==== Text excerpt ====

= Nigerian Tulip International Colleges =

Nigerian university system

Nigerian Tulip International Colleges (NTIC) (formerly named Nigerian Turkish International Colleges), was established in 1998 and is managed by First Surat Group. The academy is located in the Federal Capital Territory Abuja, Lagos, Ogun, Kano, Kaduna, and Yobe States. First Surat group, invests in the fields of education and health. This company manages a number of institution in Nigeria such as Galaxy University Preparatory Center, Nigerian Tulip International Colleges, NTIC Foundation, and Nizamiye Hospital..The current managing Director of NTIC is Feyzullah Bilgin

==The school background==
The teaching and learning system is supported by social and educational activities in the academic year. This is displayed in competition such as Math competition, Science Fair, Mothers’ Day, End of the Year Programme, and so on.

At the end of each academic year, excursion to Turkey and other countries are organized for students.

==== Records ====

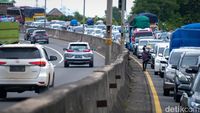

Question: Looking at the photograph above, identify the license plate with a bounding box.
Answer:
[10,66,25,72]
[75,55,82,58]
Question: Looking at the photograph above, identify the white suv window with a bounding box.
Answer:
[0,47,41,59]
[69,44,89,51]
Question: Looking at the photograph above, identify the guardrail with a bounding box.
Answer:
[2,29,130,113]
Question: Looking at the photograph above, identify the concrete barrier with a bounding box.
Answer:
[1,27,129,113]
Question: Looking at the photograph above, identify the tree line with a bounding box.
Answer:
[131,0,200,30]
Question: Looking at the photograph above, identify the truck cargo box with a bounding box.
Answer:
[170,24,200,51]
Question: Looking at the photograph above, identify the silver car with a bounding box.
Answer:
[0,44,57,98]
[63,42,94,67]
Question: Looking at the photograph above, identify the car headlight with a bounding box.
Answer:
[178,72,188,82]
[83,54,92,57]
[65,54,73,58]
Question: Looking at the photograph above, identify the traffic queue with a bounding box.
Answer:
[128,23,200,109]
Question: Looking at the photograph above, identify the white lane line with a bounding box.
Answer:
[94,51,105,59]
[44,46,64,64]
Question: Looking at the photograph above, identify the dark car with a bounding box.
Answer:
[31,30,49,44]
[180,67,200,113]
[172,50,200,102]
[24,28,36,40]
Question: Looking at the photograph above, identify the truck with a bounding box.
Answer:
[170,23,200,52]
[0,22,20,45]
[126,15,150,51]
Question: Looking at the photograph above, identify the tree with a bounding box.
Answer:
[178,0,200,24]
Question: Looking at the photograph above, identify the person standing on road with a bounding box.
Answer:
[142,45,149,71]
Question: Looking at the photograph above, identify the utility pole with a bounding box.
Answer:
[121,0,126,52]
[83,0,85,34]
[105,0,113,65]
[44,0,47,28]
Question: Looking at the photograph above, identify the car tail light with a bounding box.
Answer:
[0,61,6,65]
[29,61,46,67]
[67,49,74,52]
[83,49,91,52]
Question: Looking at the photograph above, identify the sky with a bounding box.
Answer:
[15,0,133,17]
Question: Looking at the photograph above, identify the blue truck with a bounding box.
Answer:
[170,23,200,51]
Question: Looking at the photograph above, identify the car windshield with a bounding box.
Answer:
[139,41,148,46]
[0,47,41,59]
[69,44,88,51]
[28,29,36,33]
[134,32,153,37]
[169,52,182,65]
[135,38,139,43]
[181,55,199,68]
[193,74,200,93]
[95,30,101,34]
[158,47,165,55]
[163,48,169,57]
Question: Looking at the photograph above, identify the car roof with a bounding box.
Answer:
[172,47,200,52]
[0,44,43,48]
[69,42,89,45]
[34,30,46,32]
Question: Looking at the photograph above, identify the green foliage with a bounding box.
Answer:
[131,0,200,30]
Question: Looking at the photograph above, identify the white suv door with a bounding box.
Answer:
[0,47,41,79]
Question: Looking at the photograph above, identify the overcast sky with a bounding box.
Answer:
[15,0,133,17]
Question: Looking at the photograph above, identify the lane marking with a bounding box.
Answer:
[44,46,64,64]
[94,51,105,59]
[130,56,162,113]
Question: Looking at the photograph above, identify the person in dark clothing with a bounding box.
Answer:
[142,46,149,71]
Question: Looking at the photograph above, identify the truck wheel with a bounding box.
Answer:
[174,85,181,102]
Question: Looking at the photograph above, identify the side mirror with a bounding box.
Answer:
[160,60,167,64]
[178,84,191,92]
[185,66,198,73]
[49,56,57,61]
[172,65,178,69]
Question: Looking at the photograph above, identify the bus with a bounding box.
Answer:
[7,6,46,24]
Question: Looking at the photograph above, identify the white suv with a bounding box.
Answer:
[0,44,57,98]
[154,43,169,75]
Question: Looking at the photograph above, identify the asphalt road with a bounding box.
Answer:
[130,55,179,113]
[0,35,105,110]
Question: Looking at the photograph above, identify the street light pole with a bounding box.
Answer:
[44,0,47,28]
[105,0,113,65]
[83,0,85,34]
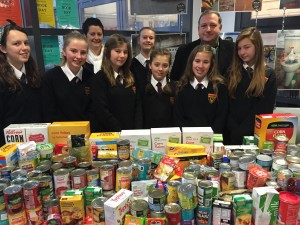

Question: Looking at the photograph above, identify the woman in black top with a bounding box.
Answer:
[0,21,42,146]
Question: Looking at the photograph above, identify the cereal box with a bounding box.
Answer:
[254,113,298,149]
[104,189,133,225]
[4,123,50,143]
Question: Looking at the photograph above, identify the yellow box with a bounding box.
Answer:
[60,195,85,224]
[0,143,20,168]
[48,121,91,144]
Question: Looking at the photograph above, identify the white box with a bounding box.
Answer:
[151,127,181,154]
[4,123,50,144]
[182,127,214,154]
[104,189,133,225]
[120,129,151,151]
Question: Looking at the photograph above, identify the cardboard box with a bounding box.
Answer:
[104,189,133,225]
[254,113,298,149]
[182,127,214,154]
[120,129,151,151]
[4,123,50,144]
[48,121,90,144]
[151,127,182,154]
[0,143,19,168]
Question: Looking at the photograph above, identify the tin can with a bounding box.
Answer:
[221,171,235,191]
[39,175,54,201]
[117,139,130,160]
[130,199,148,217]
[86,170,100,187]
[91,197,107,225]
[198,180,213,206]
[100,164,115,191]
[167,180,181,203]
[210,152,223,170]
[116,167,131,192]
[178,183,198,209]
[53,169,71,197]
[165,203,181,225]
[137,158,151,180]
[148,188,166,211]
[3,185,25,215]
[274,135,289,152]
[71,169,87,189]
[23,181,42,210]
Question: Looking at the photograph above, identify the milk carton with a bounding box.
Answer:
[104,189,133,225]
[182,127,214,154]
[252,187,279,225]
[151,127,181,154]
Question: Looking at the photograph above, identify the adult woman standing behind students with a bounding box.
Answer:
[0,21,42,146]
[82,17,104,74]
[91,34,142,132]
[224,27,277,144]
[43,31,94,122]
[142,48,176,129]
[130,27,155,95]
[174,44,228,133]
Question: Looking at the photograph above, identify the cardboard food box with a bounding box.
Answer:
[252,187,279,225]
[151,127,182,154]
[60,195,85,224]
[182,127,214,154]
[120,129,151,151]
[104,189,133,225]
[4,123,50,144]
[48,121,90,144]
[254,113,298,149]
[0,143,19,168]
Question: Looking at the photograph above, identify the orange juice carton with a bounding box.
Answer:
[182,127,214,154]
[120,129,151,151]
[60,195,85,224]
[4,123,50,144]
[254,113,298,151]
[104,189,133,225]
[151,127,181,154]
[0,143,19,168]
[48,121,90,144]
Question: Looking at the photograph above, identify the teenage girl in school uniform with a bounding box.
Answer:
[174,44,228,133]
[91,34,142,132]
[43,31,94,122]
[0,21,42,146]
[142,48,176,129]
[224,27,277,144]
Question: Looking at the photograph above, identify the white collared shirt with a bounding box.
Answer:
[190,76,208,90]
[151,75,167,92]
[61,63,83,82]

====
==== Records ====

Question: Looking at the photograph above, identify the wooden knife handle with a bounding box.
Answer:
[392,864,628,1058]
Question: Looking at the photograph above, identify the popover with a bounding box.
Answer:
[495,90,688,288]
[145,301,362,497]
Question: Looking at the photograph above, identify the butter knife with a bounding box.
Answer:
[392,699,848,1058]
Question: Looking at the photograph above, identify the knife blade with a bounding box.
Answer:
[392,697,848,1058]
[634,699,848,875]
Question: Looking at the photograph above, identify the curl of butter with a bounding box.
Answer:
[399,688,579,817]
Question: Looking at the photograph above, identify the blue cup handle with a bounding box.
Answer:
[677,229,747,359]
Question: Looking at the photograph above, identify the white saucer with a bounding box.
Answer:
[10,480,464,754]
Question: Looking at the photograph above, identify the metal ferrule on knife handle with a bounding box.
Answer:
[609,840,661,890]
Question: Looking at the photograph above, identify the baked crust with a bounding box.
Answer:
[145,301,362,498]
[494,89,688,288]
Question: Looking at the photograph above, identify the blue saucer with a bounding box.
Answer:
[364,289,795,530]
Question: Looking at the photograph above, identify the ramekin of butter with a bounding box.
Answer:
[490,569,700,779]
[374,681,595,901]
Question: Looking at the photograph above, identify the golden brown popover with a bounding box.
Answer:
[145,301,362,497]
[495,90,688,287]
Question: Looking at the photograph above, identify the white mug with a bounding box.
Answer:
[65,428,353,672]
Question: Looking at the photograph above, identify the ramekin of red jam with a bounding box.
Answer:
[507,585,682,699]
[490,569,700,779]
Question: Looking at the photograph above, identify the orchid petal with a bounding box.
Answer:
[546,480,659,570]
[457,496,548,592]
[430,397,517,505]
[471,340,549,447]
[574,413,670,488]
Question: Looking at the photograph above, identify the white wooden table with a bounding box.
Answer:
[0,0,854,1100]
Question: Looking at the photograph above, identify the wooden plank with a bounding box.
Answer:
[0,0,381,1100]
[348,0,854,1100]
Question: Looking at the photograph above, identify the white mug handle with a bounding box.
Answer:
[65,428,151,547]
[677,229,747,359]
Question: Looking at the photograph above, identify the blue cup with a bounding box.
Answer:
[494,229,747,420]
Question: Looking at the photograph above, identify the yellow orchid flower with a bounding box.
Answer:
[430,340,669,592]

====

__Brief 1__:
Rewrite the part of the text on Nigerian Tulip International Colleges that opens with the words containing "Nigerian university system" and closes with "Programme, and so on.", substituting "Science Exhibition" for "Science Fair".
__Brief 2__:
Carry on the text about Nigerian Tulip International Colleges, picking up after its final sentence.

__Answer area 1__:
Nigerian university system

Nigerian Tulip International Colleges (NTIC) (formerly named Nigerian Turkish International Colleges), was established in 1998 and is managed by First Surat Group. The academy is located in the Federal Capital Territory Abuja, Lagos, Ogun, Kano, Kaduna, and Yobe States. First Surat group, invests in the fields of education and health. This company manages a number of institution in Nigeria such as Galaxy University Preparatory Center, Nigerian Tulip International Colleges, NTIC Foundation, and Nizamiye Hospital..The current managing Director of NTIC is Feyzullah Bilgin

==The school background==
The teaching and learning system is supported by social and educational activities in the academic year. This is displayed in competition such as Math competition, Science Exhibition, Mothers’ Day, End of the Year Programme, and so on.

__Answer area 2__:
To help weak students, supplementary lessons are arranged on Saturdays in major subjects

In its 14th year of establishment NTIC has produced outstanding students that have represented Nigeria in International Science competitions winning gold, silver or bronze medals.

In 2017, the school was attacked by gunmen, who kidnapped five students and three staff members.

== Graduation ==
In 2010 the Ogun state chapter of the school celebrated her fifth year of establishment with graduation ceremony. In 2013, the school was listed among the most expensive private schools in Nigeria.